• [Directions]: Copy every item below word for word, leaving out the picture.
** start of Records shown **
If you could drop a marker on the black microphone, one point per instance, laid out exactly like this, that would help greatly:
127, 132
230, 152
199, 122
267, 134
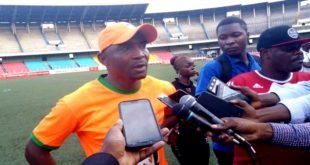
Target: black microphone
181, 111
191, 103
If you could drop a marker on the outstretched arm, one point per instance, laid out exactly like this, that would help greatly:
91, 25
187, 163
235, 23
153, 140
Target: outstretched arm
36, 155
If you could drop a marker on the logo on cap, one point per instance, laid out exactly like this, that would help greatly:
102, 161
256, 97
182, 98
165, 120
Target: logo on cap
292, 33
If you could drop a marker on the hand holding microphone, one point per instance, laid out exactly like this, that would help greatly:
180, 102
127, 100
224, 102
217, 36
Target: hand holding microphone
190, 102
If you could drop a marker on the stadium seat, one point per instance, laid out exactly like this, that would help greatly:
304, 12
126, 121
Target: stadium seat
165, 56
36, 65
153, 59
85, 61
61, 63
95, 58
15, 67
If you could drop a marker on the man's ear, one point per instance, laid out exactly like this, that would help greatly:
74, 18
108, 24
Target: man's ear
101, 57
265, 53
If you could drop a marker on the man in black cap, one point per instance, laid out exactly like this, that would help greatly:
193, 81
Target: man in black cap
281, 59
** end of Records shown **
• [Output for this task]:
If you could drop a marker on the black microphone, one point per instance, laid out exactly like this, that would help greatly:
127, 132
230, 152
199, 122
267, 134
Target: black microphone
181, 111
191, 103
If you could drop a marker on the outstretched arm, one point per instance, laid out exactly like this, that would help greatly:
91, 25
187, 163
235, 23
153, 140
Target: outstretched arm
36, 155
If you could drop a marker on the logo on cap, one point per instance, laid out exactly like this, that would help greatly:
102, 161
256, 97
182, 98
165, 120
Target: logo on cap
292, 33
If you could drop a marker on the hand holding microphone, one point per instance, laid out exactly like this, that would help greatly:
180, 102
127, 100
224, 102
217, 36
Target: hand holding microphone
190, 102
If you could drop a marker on the stadium seat, one point per instance, laid out exactly like this, that would help greatly:
304, 12
126, 121
Target: stadium seat
165, 56
36, 65
153, 59
85, 61
61, 63
95, 58
15, 67
If you could drop a marker on the man's ear, one point per instance, laid out exactly like this, that would help greatly:
74, 18
108, 24
Target: man's ear
101, 57
265, 53
If you could drop a marker on the man in black cap, one point per instance, laid out exactly like this, that would help greatly:
193, 81
Target: man in black cap
281, 59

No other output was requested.